------ Input ------

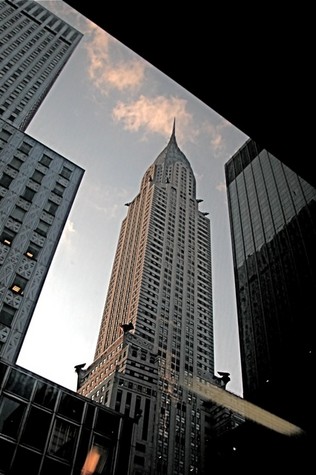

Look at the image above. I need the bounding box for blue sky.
[18,0,247,395]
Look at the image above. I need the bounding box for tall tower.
[225,140,316,436]
[0,119,83,363]
[76,127,225,475]
[0,0,82,130]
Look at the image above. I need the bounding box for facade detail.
[76,123,227,475]
[0,361,135,475]
[0,119,84,363]
[225,140,316,433]
[0,0,82,130]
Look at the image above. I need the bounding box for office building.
[76,123,229,475]
[0,361,135,475]
[0,0,82,130]
[225,139,316,434]
[0,119,84,363]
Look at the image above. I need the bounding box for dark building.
[0,361,135,475]
[78,126,230,475]
[0,119,84,363]
[225,140,316,454]
[0,0,82,130]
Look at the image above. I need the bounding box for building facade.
[0,119,84,363]
[225,140,316,433]
[76,125,227,475]
[0,0,82,130]
[0,361,135,475]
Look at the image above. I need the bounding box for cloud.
[85,23,145,95]
[112,95,198,142]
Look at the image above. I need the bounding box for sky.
[17,0,248,395]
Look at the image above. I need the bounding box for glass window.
[22,186,36,202]
[31,170,44,183]
[9,447,41,474]
[58,393,84,422]
[53,183,65,196]
[40,154,52,167]
[0,173,13,188]
[48,419,78,461]
[25,242,41,260]
[34,381,58,409]
[19,142,32,154]
[41,457,70,475]
[44,201,58,216]
[0,436,16,473]
[60,167,72,180]
[5,369,34,399]
[0,129,11,142]
[10,157,23,170]
[81,435,112,475]
[35,220,49,237]
[11,206,26,223]
[0,228,15,246]
[0,396,26,438]
[0,303,16,327]
[11,274,28,295]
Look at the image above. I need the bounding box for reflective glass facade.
[0,119,84,363]
[225,140,316,438]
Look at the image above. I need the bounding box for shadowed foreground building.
[0,361,134,475]
[0,119,84,363]
[77,124,231,475]
[225,140,316,462]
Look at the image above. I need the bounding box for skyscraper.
[77,124,222,475]
[0,0,83,363]
[0,119,83,363]
[0,0,82,130]
[225,140,316,431]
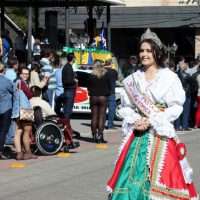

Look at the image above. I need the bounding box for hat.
[140,28,163,49]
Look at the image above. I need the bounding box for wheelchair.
[33,106,64,155]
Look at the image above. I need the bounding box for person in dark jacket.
[88,62,111,143]
[62,53,77,119]
[0,63,14,159]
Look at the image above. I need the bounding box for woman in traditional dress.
[107,29,198,200]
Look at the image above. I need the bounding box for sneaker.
[0,153,10,160]
[68,141,80,149]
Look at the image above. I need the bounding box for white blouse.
[119,68,185,138]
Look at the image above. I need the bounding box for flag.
[100,22,107,49]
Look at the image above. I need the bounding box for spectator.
[40,49,56,106]
[104,60,118,129]
[0,63,14,159]
[62,53,77,119]
[122,56,138,78]
[5,57,19,82]
[30,85,56,118]
[33,39,41,62]
[55,54,67,116]
[194,66,200,128]
[186,59,200,76]
[0,37,3,61]
[2,30,13,63]
[175,61,192,131]
[30,61,49,88]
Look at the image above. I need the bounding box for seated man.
[30,86,80,149]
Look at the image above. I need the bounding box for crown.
[140,28,163,49]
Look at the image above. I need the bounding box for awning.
[99,0,125,5]
[0,0,124,7]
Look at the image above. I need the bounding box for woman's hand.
[134,117,150,131]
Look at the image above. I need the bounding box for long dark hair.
[138,39,165,68]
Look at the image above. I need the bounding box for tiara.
[140,28,163,49]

------

Set task » Copy everything from the line containing "in dark jacket." down to the line containing "[100,22,107,49]", with both of those lines included.

Output below »
Look at the image above. I need the bounding box for person in dark jacket.
[88,62,111,143]
[62,53,77,119]
[0,63,14,159]
Look at the image above. I need the bounding box for woman in traditional dress.
[107,29,198,200]
Look at the image above. I need the bounding box for sneaker.
[0,153,10,160]
[68,141,80,149]
Look at the image above. I need the bounding box for white blouse.
[119,68,185,138]
Look at the image above. I need the bounding box for flag.
[100,22,107,49]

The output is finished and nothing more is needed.